_WHAT THIS TASK INVOLVES:_
Recast the lines below, from the line containing "target=green jersey sleeve accent" up to and including the line containing "[23,11,91,63]", as a Markdown table with the columns No. and Line, numbering each line and leaving out blank lines.
+++++
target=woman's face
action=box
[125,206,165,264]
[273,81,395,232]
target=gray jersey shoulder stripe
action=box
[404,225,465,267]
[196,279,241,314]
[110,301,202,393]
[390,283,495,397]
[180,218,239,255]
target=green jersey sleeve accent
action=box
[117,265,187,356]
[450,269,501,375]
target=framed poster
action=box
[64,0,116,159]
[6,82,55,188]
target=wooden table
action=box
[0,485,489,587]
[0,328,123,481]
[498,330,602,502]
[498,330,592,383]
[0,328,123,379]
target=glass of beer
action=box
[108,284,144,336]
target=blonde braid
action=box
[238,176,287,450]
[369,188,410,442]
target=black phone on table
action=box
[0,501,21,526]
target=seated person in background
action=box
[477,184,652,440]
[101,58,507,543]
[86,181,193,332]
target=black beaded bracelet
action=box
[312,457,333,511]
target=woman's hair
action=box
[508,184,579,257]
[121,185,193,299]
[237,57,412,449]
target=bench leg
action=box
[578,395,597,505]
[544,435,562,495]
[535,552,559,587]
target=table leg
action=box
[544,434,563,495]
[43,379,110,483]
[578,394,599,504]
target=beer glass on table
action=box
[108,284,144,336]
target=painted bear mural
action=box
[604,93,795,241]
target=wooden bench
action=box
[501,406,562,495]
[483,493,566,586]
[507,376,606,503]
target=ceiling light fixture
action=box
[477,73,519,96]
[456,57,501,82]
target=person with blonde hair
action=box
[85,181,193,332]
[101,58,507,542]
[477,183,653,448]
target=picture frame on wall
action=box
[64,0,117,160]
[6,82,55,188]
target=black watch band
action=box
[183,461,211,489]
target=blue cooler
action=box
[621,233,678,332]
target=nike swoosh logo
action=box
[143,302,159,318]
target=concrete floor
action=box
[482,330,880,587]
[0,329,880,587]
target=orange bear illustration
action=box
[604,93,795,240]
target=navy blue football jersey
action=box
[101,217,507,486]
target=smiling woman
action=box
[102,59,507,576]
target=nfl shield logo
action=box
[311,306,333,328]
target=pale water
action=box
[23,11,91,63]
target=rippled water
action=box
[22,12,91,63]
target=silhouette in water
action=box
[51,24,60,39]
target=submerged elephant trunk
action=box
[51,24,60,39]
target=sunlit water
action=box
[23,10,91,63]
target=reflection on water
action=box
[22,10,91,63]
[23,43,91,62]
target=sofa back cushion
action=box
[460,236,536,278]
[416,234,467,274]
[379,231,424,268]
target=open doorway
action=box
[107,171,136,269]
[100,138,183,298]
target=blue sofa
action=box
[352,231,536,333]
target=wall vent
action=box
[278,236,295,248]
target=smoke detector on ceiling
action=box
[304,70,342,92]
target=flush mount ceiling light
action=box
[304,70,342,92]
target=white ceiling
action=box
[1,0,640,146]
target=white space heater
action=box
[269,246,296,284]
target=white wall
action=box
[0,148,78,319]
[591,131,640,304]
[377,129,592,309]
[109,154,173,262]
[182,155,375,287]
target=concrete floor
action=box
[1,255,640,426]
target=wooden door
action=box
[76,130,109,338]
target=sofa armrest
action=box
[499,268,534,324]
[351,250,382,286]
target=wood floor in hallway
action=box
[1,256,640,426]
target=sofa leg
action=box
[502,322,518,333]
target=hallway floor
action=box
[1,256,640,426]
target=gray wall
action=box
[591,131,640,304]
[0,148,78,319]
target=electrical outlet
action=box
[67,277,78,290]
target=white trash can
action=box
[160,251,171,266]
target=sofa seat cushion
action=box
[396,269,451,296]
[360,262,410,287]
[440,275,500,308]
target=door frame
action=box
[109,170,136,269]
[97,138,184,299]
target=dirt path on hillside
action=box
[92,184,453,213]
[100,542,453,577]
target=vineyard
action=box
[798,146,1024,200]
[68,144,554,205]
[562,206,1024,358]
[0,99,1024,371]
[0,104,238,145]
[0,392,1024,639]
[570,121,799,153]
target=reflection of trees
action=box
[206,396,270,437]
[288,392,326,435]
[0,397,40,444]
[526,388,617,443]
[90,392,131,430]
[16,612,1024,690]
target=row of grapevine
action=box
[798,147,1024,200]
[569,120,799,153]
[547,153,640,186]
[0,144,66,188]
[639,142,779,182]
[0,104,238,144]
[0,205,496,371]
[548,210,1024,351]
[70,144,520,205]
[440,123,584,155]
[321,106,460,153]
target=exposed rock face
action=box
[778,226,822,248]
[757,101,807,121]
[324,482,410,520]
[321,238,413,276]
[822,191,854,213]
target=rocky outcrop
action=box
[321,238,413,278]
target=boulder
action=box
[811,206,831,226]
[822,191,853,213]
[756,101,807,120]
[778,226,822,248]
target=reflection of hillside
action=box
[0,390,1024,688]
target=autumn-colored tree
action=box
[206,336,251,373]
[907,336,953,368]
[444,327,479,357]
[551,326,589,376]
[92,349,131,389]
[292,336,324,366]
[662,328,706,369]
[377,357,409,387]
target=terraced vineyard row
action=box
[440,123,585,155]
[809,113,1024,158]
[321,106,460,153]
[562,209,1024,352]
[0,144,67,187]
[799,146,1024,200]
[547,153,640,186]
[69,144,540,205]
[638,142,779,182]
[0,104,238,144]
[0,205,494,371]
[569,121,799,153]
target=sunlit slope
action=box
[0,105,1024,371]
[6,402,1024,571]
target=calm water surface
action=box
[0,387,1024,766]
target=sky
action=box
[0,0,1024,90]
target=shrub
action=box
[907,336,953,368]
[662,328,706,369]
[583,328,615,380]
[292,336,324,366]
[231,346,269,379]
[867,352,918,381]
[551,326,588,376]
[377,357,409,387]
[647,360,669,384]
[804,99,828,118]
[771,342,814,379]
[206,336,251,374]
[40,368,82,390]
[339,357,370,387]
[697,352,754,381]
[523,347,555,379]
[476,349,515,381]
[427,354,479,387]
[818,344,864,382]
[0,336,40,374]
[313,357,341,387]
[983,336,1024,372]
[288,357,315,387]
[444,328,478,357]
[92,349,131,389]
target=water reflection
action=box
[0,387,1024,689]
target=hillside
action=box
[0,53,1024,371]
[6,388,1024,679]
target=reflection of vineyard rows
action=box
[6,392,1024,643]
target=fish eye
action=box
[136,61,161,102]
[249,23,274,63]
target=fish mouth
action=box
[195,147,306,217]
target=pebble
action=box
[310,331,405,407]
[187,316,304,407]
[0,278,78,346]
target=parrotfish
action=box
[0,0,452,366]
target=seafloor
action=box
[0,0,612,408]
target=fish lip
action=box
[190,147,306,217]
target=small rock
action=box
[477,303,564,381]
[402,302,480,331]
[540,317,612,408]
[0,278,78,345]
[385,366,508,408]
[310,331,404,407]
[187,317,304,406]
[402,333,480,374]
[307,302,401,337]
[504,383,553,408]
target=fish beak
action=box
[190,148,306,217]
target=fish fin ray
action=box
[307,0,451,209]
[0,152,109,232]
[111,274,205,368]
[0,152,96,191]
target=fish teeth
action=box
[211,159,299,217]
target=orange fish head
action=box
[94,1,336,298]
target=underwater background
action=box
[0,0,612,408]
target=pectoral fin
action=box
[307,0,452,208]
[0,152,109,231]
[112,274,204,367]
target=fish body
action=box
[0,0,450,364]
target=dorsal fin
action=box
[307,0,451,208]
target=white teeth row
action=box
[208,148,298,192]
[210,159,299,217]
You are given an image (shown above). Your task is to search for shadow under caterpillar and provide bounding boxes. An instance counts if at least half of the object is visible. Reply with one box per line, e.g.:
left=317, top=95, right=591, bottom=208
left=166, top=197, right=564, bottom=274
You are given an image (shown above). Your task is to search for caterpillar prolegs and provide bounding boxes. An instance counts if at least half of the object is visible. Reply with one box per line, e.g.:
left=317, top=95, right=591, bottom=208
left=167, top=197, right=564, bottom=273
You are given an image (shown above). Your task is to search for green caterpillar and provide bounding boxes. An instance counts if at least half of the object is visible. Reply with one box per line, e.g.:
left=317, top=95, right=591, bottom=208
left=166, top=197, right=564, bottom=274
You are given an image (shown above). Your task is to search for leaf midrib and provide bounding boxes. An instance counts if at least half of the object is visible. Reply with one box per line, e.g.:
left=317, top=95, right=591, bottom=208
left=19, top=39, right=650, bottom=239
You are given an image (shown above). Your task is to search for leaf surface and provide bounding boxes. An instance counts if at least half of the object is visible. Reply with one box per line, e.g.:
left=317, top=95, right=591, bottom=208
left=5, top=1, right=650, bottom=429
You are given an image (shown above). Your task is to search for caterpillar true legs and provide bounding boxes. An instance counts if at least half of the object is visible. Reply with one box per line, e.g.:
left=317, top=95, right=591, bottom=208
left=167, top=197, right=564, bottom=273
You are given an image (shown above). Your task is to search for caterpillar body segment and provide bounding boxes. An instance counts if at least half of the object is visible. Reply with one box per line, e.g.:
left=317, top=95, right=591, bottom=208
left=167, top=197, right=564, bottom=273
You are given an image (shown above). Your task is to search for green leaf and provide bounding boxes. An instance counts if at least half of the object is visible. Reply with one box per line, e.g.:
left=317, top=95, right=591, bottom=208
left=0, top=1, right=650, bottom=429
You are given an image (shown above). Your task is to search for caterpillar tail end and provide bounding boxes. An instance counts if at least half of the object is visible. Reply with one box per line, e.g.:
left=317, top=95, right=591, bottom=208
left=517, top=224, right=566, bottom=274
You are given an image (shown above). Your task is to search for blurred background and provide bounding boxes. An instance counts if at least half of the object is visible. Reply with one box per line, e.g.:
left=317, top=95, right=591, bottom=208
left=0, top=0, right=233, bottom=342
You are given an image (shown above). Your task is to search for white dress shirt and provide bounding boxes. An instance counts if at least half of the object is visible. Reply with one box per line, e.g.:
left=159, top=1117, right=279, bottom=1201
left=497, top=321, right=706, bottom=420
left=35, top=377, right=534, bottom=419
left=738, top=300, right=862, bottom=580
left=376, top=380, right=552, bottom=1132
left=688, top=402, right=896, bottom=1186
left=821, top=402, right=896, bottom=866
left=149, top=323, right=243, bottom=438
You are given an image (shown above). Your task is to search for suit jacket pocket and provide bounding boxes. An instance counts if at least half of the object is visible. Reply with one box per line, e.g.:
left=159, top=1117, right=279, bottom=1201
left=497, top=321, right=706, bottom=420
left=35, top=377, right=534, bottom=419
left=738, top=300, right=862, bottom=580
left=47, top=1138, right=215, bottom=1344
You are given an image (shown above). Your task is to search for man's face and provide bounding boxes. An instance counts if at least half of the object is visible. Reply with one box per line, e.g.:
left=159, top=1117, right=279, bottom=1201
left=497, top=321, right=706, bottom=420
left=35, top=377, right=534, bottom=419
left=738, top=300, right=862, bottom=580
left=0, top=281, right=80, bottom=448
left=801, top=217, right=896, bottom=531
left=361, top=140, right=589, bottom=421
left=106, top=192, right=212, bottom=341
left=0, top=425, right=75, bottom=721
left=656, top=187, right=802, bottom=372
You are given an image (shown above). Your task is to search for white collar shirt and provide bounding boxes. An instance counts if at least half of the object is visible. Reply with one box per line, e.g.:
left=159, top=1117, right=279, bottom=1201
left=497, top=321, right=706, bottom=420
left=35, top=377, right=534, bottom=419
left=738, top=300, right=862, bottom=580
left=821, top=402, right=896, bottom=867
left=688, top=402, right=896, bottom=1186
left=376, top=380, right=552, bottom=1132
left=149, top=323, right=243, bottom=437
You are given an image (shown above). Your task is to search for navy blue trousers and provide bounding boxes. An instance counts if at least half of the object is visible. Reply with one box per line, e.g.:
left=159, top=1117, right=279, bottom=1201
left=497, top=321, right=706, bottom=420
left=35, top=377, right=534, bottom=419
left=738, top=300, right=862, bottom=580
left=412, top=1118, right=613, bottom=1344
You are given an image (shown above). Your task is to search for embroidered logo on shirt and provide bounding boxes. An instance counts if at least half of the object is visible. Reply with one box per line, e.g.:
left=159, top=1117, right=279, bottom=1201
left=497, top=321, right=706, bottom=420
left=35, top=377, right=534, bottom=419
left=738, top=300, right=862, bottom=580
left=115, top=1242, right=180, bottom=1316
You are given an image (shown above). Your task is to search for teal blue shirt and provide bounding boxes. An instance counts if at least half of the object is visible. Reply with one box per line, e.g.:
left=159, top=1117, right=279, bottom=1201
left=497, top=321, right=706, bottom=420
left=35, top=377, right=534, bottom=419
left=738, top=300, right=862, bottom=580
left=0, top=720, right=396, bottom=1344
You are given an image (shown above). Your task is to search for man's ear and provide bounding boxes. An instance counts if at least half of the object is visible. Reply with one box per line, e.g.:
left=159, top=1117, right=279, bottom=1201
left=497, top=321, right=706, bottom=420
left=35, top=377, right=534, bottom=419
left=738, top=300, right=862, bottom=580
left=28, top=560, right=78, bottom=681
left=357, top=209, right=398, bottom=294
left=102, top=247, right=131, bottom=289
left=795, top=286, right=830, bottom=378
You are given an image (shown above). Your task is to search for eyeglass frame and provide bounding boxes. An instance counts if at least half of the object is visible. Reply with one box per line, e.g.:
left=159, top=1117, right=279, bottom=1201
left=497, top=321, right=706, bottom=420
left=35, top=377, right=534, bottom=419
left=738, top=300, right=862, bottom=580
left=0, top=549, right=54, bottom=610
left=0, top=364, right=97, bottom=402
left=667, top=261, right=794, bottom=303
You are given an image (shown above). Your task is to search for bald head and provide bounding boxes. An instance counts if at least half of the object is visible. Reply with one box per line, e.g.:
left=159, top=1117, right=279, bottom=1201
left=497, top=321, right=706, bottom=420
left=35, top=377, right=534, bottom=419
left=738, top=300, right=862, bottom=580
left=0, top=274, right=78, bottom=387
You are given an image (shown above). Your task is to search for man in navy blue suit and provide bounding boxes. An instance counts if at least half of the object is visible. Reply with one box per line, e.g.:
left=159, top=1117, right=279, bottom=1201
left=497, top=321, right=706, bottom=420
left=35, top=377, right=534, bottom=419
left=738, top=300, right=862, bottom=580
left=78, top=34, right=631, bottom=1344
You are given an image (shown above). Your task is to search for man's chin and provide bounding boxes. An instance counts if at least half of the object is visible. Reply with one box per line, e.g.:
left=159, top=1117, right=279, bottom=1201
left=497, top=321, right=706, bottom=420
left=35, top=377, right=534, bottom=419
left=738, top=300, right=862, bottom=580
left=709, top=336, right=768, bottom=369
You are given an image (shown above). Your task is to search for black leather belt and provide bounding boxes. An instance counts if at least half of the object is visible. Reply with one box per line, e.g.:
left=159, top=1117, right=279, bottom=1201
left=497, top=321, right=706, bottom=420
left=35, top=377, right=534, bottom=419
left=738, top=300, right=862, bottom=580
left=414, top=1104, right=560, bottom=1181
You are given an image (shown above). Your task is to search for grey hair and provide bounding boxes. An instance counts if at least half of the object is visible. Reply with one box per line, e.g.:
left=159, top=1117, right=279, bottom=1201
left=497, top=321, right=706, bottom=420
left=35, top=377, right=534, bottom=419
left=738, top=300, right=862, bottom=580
+++++
_RESULT OF THE TASK:_
| No. | Line |
|---|---|
| 1 | target=green jersey sleeve accent |
| 2 | action=box |
| 3 | [117,265,187,356] |
| 4 | [450,269,501,375] |
| 5 | target=framed poster |
| 6 | action=box |
| 7 | [64,0,116,159] |
| 8 | [6,82,55,188] |
| 9 | target=wooden table |
| 10 | action=box |
| 11 | [0,485,489,587] |
| 12 | [0,328,123,481] |
| 13 | [498,330,602,502] |
| 14 | [498,330,592,383] |
| 15 | [0,328,123,379] |
| 16 | target=glass of beer |
| 17 | action=box |
| 18 | [108,284,144,336] |
| 19 | target=blonde braid |
| 20 | action=box |
| 21 | [238,176,287,450] |
| 22 | [369,188,410,442] |
| 23 | target=black phone on table |
| 24 | action=box |
| 25 | [0,501,21,526] |
| 26 | target=seated person in background |
| 27 | action=box |
| 28 | [477,184,652,440] |
| 29 | [101,58,507,543] |
| 30 | [86,181,193,332] |
| 31 | target=black beaded bracelet |
| 32 | action=box |
| 33 | [312,457,333,511] |
| 34 | target=woman's hair |
| 35 | action=box |
| 36 | [508,184,579,257] |
| 37 | [121,185,193,299] |
| 38 | [237,57,412,449] |
| 39 | target=bench leg |
| 40 | action=box |
| 41 | [578,395,597,505] |
| 42 | [544,435,562,495] |
| 43 | [535,552,559,587] |
| 44 | target=table leg |
| 45 | action=box |
| 46 | [544,434,563,495] |
| 47 | [43,379,110,483] |
| 48 | [578,394,599,504] |
| 49 | target=beer glass on table |
| 50 | action=box |
| 51 | [108,284,144,336] |
| 52 | target=painted bear mural |
| 53 | action=box |
| 54 | [604,93,795,241] |
| 55 | target=wooden bench |
| 56 | action=box |
| 57 | [501,406,562,495] |
| 58 | [483,493,566,586] |
| 59 | [507,376,606,503] |
| 60 | target=ceiling light fixture |
| 61 | action=box |
| 62 | [477,73,519,96] |
| 63 | [456,57,501,82] |
| 64 | target=person with blonde hair |
| 65 | action=box |
| 66 | [85,181,193,332] |
| 67 | [101,58,507,542] |
| 68 | [477,183,653,448] |
| 69 | target=picture frame on wall |
| 70 | action=box |
| 71 | [64,0,117,160] |
| 72 | [6,82,55,188] |
| 73 | target=black watch band |
| 74 | action=box |
| 75 | [183,461,211,489] |
| 76 | target=blue cooler |
| 77 | action=box |
| 78 | [621,233,678,332] |
| 79 | target=nike swoosh logo |
| 80 | action=box |
| 81 | [143,302,159,318] |
| 82 | target=concrete floor |
| 83 | action=box |
| 84 | [482,330,880,587] |
| 85 | [0,329,880,587] |
| 86 | target=orange bear illustration |
| 87 | action=box |
| 88 | [604,93,795,240] |
| 89 | target=navy blue football jersey |
| 90 | action=box |
| 91 | [101,217,507,486] |
| 92 | target=smiling woman |
| 93 | action=box |
| 94 | [102,59,507,576] |
| 95 | target=nfl shield logo |
| 96 | action=box |
| 97 | [311,306,333,328] |
| 98 | target=pale water |
| 99 | action=box |
| 100 | [23,11,91,63] |